[Segmentation mask data]
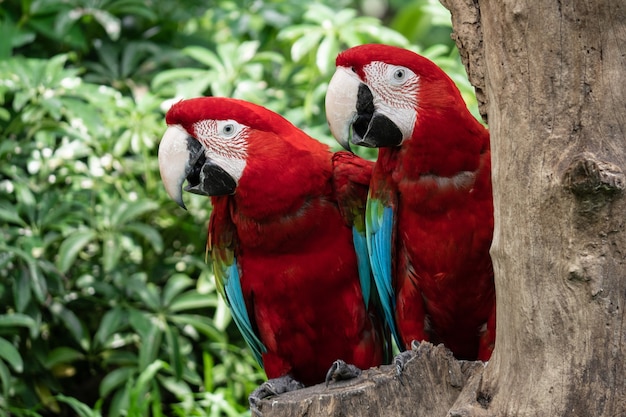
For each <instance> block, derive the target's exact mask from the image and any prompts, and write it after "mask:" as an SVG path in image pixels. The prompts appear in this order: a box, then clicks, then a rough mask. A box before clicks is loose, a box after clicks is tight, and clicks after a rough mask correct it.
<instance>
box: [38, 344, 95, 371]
mask: <svg viewBox="0 0 626 417" xmlns="http://www.w3.org/2000/svg"><path fill="white" fill-rule="evenodd" d="M84 358H85V355H84V354H83V353H82V352H79V351H77V350H76V349H72V348H70V347H67V346H61V347H58V348H56V349H54V350H52V351H51V352H49V353H48V356H47V357H46V359H45V362H44V363H43V365H44V366H45V367H46V369H52V368H53V367H55V366H57V365H60V364H70V363H72V362H75V361H78V360H81V359H84Z"/></svg>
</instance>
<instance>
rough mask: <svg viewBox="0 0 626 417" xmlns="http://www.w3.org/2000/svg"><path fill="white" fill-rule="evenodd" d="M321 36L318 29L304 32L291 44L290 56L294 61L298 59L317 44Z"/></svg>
mask: <svg viewBox="0 0 626 417" xmlns="http://www.w3.org/2000/svg"><path fill="white" fill-rule="evenodd" d="M321 38H322V33H321V32H319V31H310V32H308V33H306V34H304V35H303V36H302V37H300V38H299V39H298V40H297V41H295V42H294V43H293V45H291V58H292V59H293V60H294V61H296V62H298V61H300V60H301V59H302V58H303V57H304V56H305V55H306V54H308V53H309V52H311V51H312V50H313V49H314V48H315V47H317V46H318V45H319V42H320V39H321Z"/></svg>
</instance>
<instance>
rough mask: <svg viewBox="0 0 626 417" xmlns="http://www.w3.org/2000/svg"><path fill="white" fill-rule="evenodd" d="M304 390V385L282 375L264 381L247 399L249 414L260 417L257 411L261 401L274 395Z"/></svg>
mask: <svg viewBox="0 0 626 417" xmlns="http://www.w3.org/2000/svg"><path fill="white" fill-rule="evenodd" d="M301 388H304V384H302V383H301V382H299V381H296V380H295V379H293V378H292V377H290V376H289V375H284V376H281V377H279V378H273V379H269V380H267V381H265V382H264V383H262V384H261V385H259V387H258V388H257V389H255V390H254V391H252V393H251V394H250V396H249V397H248V402H249V403H250V412H251V414H252V415H253V416H258V417H262V416H263V413H261V410H259V404H260V402H261V400H264V399H266V398H269V397H273V396H275V395H280V394H283V393H285V392H289V391H295V390H297V389H301Z"/></svg>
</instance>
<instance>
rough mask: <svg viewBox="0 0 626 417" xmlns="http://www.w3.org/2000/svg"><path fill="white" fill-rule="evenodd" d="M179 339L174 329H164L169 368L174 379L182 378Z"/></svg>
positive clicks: (182, 357)
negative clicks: (168, 361)
mask: <svg viewBox="0 0 626 417" xmlns="http://www.w3.org/2000/svg"><path fill="white" fill-rule="evenodd" d="M179 337H181V336H180V335H179V334H178V332H176V328H175V327H173V326H167V327H166V329H165V340H166V342H167V346H168V348H169V354H170V355H169V357H170V358H169V359H170V366H171V367H172V368H173V371H174V377H175V378H176V379H181V378H182V376H183V362H184V360H185V358H183V357H182V356H181V354H180V344H179V342H178V338H179Z"/></svg>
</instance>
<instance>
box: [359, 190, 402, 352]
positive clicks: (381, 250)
mask: <svg viewBox="0 0 626 417" xmlns="http://www.w3.org/2000/svg"><path fill="white" fill-rule="evenodd" d="M365 217H366V221H365V223H366V237H367V239H366V240H367V248H368V251H369V256H370V263H371V267H372V273H373V275H374V282H375V284H376V288H377V290H378V293H379V294H380V299H381V303H382V307H383V311H384V313H385V320H386V321H387V324H388V325H389V327H390V328H391V332H392V333H393V337H394V339H395V341H396V344H397V345H398V348H400V350H404V345H403V344H402V342H401V339H400V334H399V332H398V328H397V326H396V322H395V313H394V312H395V308H396V297H395V293H394V289H393V277H392V276H391V250H392V236H393V209H392V208H391V207H385V206H383V204H382V203H381V202H380V201H379V200H377V199H373V198H371V197H370V198H368V200H367V208H366V213H365Z"/></svg>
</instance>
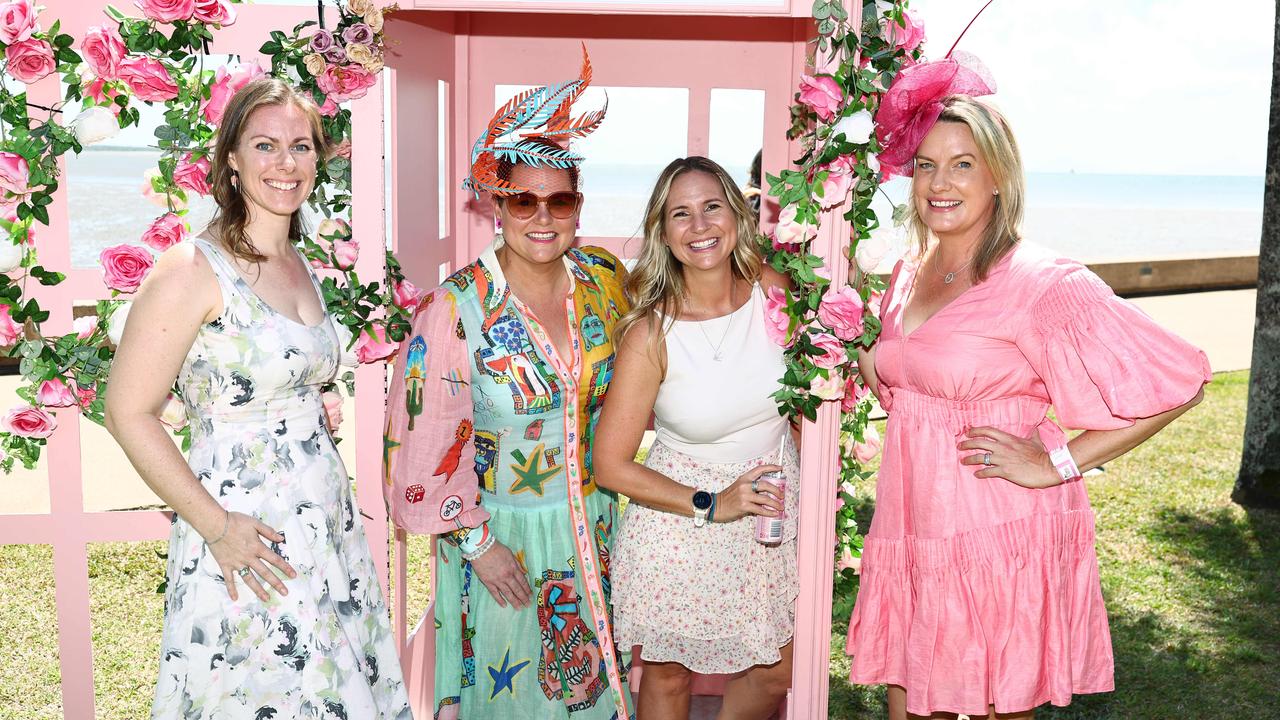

Goal of the exercise
The answer is the lines above between the line holding "339L174 329H164L169 368L174" and the line holding "box: [359, 190, 402, 352]", inclusive, each written out exactly, and no others.

The completed task
rough mask: <svg viewBox="0 0 626 417" xmlns="http://www.w3.org/2000/svg"><path fill="white" fill-rule="evenodd" d="M179 339L174 329H164L169 368L174 379L182 378Z"/></svg>
positive clicks: (182, 357)
negative clicks: (168, 361)
mask: <svg viewBox="0 0 626 417" xmlns="http://www.w3.org/2000/svg"><path fill="white" fill-rule="evenodd" d="M179 337H181V336H180V335H179V334H178V332H176V328H175V327H173V326H167V327H166V329H165V340H166V342H167V346H168V348H169V354H170V355H169V357H170V358H169V359H170V366H171V367H172V368H173V371H174V377H175V378H176V379H181V378H182V376H183V362H184V360H185V358H183V357H182V356H181V354H180V344H179V342H178V338H179Z"/></svg>
</instance>
<instance>
box: [359, 190, 402, 352]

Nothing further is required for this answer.